#### [Task brief]
Give again exactly the lines that stretch from the one with "Expected: for every instance of the snow" to the end of the data below, including both of those lines and nothing else.

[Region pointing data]
Segment Open

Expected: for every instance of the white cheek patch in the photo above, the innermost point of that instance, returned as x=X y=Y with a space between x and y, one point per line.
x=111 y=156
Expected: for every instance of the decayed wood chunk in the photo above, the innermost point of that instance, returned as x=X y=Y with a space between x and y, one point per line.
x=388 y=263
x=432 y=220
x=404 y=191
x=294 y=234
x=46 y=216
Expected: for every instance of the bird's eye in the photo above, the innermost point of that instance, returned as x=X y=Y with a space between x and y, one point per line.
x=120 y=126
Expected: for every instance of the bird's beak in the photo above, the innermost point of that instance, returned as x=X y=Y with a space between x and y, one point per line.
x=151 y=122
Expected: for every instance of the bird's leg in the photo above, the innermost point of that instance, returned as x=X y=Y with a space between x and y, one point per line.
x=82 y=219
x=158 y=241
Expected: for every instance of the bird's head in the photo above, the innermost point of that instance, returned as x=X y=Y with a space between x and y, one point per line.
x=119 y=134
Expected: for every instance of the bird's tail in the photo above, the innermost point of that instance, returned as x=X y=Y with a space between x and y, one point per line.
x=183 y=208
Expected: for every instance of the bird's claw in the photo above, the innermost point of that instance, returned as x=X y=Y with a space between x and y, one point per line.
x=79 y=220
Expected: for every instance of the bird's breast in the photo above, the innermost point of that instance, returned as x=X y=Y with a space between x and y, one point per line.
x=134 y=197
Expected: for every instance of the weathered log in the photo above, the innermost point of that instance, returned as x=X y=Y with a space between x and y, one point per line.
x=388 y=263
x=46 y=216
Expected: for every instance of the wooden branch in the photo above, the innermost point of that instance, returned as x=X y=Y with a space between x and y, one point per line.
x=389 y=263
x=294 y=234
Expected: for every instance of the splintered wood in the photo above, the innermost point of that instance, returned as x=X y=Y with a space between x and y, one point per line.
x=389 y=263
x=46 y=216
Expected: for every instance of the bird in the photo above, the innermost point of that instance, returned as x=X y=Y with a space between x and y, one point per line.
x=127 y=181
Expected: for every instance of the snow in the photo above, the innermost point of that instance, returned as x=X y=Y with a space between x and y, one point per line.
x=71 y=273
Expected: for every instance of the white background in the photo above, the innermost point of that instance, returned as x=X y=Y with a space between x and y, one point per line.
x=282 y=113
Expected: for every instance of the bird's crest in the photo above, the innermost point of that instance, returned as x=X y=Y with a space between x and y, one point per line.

Segment Closed

#### [Result of this task]
Expected: for every instance of the snow in the photo above, the innermost point of that instance, returned as x=X y=Y with a space between x and y, one point per line.
x=71 y=273
Expected: for every instance of the white background in the photo above, the innermost point of that instance, returned as x=X y=Y with a space between x and y, one point per line.
x=282 y=113
Expected: for every instance of the bird's crest in the photo above, the innermost point of that instance, returned as x=X y=Y with a space between x and y, one point per line.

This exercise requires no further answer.